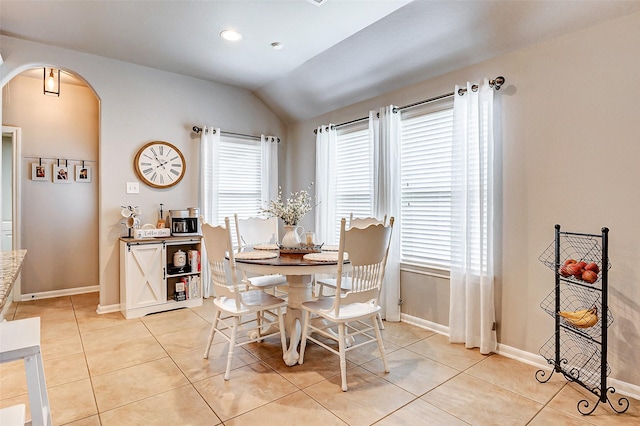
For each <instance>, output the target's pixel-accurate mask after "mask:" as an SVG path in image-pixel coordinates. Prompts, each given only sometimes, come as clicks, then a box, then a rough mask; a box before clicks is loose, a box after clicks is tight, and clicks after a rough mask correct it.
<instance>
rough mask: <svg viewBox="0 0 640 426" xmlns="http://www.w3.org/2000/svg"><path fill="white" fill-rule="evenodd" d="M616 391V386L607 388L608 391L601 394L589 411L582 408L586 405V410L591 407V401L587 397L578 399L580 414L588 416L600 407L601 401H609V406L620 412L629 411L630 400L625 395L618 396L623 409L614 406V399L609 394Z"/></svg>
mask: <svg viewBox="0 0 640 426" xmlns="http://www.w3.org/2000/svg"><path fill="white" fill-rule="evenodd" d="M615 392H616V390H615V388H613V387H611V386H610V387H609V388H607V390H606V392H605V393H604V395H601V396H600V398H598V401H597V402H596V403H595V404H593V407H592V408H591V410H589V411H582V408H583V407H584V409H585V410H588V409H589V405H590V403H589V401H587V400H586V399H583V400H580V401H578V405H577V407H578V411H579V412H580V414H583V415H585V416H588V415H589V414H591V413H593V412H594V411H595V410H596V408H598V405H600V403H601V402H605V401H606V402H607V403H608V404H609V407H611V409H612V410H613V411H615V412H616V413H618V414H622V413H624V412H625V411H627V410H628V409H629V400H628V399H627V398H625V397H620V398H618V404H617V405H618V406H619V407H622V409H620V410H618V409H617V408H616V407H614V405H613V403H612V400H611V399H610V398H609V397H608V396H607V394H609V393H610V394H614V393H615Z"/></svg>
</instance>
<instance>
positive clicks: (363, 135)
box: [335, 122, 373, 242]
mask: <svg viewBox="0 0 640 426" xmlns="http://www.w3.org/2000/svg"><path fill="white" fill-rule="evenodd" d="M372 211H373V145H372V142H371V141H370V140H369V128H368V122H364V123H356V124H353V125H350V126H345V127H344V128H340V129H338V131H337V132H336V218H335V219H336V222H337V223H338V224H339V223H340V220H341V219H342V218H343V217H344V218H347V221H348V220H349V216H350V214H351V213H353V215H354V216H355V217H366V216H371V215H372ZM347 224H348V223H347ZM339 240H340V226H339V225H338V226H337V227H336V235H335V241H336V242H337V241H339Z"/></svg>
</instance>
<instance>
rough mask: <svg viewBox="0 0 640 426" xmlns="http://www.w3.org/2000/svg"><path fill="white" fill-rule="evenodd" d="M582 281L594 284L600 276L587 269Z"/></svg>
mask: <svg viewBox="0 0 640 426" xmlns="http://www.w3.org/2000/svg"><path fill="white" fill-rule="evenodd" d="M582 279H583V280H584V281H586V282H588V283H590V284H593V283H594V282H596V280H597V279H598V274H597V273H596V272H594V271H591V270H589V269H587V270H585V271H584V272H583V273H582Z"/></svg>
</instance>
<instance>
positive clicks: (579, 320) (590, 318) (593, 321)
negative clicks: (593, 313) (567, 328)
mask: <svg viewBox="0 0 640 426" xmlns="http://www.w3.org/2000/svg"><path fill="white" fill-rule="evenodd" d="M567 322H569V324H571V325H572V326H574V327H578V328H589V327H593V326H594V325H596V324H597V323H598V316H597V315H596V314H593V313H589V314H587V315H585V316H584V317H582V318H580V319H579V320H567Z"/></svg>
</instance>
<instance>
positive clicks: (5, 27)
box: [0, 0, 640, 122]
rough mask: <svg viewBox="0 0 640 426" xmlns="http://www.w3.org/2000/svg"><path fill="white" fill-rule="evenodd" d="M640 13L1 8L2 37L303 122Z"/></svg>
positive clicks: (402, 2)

- **Directions**: Look above for the line containing "13L1 8L2 37L303". Return it and each line after it exactly, through the last line, and nothing more.

- **Answer box**:
rough mask: <svg viewBox="0 0 640 426" xmlns="http://www.w3.org/2000/svg"><path fill="white" fill-rule="evenodd" d="M640 13L1 8L2 37L303 122Z"/></svg>
positive clicks: (402, 2)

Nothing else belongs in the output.